Extrait à lire -
2. La haute facture, vers une perte du kitsch
2.1 De luxe sémiotique à haute facture
En définissant la société dans laquelle nous vivons et son impact sur la consommation, nous avons constaté l'importance de l'usage du kitsch, de la nostalgie, d'éléments du passé pour permettre aux marques de luxe de se renouveler et rester actuelles. Même si l'usage du kitsch semble inévitable, il serait très réducteur de ne pas tenter de trouver une forme de luxe qui ne fasse pas usage du kitsch. Existe-t-il une forme de luxe qui ne contiendrait pas de signes dans son processus créatif ? Revenons sur le terme « kitsch », son inverse serait la notion « classique » ce qui aboutirait à un luxe minimaliste en étant davantage dans la perfection des formes, des matières. Un luxe plus authentique. Un luxe de l'artisanat ? Un luxe dans lequel l'artisan serait maître de la confection de ses objets. Le terme « haute facture » semble être la locution appropriée. Il renvoie à la plus haute branche de l'artisanat, c'est la création d'objets d'exception, par des artisans, qui ont des savoir-faire de prestige. La haute facture permettrait de sortir le luxe de la fatalité qu'induit le kitsch.
Dans notre recherche, il nous est apparu pertinent de rencontrer quelques artisans de la haute facture afin de comprendre tous les enjeux de ce phénomène. Les artisans rencontrés pour ce travail de recherche devaient pratiquer un métier faisant appel à une certaine rareté : plâtrier-staffeur-stucateur, plumassière, brodeuse d'art, tapissier-décorateur et peintre en décor.
2.2 Un luxe authentique : la haute facture
Nous avons recherché un luxe plus authentique, mais qu'est-ce que l'authenticité ? L'authenticité peut être perçue comme toute chose dont la forme et le contenu ne peuvent être mis en doute. Quand on parle d'authenticité par rapport à une œuvre d'art, on semble faire référence à son originalité, son unicité. Une production est authentique au vu des copies qui sont produites et au vu de son origine vérifiée. Comme l'énonce Walter Benjamin, « l'ici et maintenant de l'original constituent ce qu'on appelle son authenticité12 ». Ainsi, un luxe authentique produirait des objets originaux, des objets uniques, car selon ce philosophe la notion de série fait perdre l'originalité d'une production.

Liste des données
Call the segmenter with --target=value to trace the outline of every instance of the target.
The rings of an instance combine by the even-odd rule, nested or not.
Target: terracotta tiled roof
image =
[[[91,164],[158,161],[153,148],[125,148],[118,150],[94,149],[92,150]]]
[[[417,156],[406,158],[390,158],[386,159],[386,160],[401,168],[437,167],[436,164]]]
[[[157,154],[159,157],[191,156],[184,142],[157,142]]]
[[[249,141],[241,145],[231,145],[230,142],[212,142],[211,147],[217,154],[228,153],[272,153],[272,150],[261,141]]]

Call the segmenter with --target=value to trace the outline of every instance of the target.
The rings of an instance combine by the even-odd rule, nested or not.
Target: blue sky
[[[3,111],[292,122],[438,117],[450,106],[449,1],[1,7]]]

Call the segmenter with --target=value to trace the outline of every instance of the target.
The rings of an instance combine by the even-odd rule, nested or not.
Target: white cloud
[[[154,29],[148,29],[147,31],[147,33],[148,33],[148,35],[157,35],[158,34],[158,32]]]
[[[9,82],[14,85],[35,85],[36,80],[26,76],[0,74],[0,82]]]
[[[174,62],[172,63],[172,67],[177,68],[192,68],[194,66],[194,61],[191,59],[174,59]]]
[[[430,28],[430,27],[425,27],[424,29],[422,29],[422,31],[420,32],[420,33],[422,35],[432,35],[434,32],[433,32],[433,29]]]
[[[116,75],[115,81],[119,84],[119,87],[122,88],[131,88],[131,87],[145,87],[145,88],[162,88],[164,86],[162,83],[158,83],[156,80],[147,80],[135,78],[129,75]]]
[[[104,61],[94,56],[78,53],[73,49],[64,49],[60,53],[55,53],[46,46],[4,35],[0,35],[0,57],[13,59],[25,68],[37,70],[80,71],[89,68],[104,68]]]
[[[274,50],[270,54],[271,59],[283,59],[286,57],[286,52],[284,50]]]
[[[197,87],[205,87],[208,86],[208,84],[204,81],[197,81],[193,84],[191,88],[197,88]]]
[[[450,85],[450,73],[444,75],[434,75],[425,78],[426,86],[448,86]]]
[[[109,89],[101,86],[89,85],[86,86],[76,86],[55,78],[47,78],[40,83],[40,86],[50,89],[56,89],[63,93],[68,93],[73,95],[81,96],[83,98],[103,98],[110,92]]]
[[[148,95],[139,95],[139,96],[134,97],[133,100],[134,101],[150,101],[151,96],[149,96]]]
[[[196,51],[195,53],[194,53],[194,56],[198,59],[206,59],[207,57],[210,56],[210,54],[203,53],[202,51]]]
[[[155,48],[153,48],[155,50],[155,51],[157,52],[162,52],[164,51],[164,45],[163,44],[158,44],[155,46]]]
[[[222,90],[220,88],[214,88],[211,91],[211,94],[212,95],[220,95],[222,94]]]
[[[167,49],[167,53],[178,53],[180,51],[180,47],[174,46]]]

* * *

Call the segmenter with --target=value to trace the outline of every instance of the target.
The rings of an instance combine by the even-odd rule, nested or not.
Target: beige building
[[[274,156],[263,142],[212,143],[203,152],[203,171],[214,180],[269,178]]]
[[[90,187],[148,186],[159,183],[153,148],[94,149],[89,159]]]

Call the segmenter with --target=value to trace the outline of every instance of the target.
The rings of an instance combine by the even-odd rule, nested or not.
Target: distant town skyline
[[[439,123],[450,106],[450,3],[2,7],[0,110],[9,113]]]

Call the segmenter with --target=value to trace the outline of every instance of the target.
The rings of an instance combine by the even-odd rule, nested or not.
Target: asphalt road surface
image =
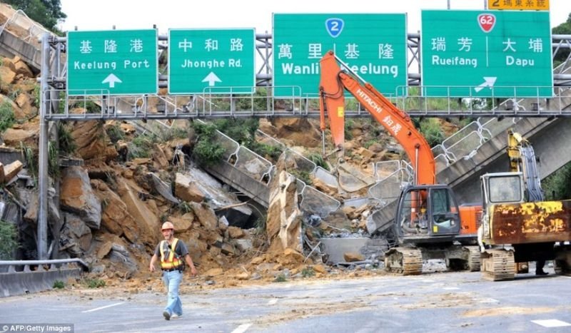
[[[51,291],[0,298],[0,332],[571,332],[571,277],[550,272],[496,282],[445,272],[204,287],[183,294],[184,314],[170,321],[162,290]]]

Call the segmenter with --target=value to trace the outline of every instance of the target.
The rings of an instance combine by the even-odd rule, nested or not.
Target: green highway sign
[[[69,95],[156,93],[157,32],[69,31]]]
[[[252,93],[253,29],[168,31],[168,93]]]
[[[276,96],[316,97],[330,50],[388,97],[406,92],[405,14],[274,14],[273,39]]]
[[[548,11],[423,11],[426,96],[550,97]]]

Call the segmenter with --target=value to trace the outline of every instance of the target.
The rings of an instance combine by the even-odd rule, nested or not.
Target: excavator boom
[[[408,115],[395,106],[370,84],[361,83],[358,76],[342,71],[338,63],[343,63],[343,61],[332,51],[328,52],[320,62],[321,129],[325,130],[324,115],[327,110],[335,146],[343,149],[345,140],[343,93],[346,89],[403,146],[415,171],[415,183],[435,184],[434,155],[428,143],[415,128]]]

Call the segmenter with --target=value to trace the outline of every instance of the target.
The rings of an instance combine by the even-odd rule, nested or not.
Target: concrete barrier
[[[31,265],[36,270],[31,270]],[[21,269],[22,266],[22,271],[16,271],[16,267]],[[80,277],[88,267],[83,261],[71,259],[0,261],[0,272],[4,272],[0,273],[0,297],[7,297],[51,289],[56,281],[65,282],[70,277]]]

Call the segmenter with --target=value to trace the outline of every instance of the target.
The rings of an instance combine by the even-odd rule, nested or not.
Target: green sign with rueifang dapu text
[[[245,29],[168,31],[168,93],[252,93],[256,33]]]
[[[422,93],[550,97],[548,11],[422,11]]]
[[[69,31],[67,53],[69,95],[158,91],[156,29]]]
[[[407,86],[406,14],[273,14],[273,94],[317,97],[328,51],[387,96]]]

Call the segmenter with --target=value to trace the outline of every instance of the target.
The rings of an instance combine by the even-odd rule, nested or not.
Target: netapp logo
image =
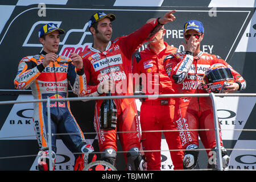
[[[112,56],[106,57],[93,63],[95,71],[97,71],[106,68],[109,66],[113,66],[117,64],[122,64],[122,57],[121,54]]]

Consigne A - D'après l'extrait sur la haute facture, à quelle branche de l'artisanat renvoie le terme « haute facture » ?
Consigne B - Recopiez sans aucune modification le passage de l'extrait sur la haute facture qui va de « Dans notre recherche, il » jusqu'à « peintre en décor. » inclus.
Consigne C - Reprenez le texte sur la haute facture et l'authenticité du luxe là où il s'arrête, et poursuivez-en la rédaction.

Réponse A - Il renvoie à la plus haute branche de l'artisanat.

Réponse B -
Dans notre recherche, il nous est apparu pertinent de rencontrer quelques artisans de la haute facture afin de comprendre tous les enjeux de ce phénomène. Les artisans rencontrés pour ce travail de recherche devaient pratiquer un métier faisant appel à une certaine rareté : plâtrier-staffeur-stucateur, plumassière, brodeuse d'art, tapissier-décorateur et peintre en décor.

Réponse C -
La haute facture semble être une forme de luxe authentique. Elle incarne une forme d'authenticité dans son processus créatif, les valeurs qui lui sont associées et son usage. Pour les artisans, la haute facture a une forte signification. Comme l'exprime Eric Leblanc, plâtrier-staffeur-stucateur, « La haute facture, en fait nous on la compare plutôt à un degré d'exigence [...]. C'est-à-dire que dans nos décors, on va travailler pratiquement à zéro défaut. [...] Quand on arrive à ce degré-là, oui on touche la haute facture, autrement on est en perfectionnement jusqu'à ce qu'on arrive à ce niveau- là. On le traduira, dans notre métier, par un mot qui est la maîtrise13. » L'artisan de la haute facture connaît toutes les facettes de son métier sur le bout des doigts : étapes de production, techniques anciennes et modernes, matières, outils, etc. Il agit sur tous les fronts. Le seul outil fiable, qui règne au sein de l'atelier, n'est autre que la main humaine. « Toutes les pièces passent par des mains14. », dit encore Maxence Berthiot, designer chez Revol. La preuve est dans la main, elle raconte la haute facture.
Le temps est aussi un allié. L'artisan compose avec cette temporalité, il fait preuve de patience et de détermination. Il faut laisser le temps aux artisans d'apprendre et de maîtriser les savoir-faire, afin de concevoir des produits d'exception tenant toutes leurs promesses et maintenant ainsi la rêverie qu'ils suscitent. L'artisan vit au sein des rouages de la société qui veut aller toujours plus vite, mais il semble néanmoins moins impacté par cette vitesse de production. Un nouveau rythme, plus lent, se met en place avec la haute facture. L'achat des fruits de cet artisanat va être réfléchi, tel un projet que l'on construit. On prend le temps d'apprécier les productions, on les manipule avec précaution. Ces objets perdurent dans le temps, on les conserve et on les transmet. D e plus, les ateliers des artisans sont des lieux de mémoire. Ils constituent une forme d'archive dans une optique de transmission. La conception des objets au sein de ces ateliers sont des enfants du temps et du savoir, car ils se doivent d'être durables et fiables. Ainsi, les produits sont pensés pour durer toute la vie de l'utilisateur.
Les productions des artisans de la haute facture peuvent même être qualifiées d'œuvre d'art. Elles sont souvent uniques, elles portent la trace d'un savoir-faire d'exception. Ces œuvres d'art sont le reflet de la sensibilité d'un artisan, où la précision et la minutie furent de mise dans leurs élaborations. Les matières deviennent formes et traduisent un travail d'excellence. C'est la recherche d'un dépassement du nécessaire qui aurait une valeur absolue et qui mettrait au placard les tourments du kitsch.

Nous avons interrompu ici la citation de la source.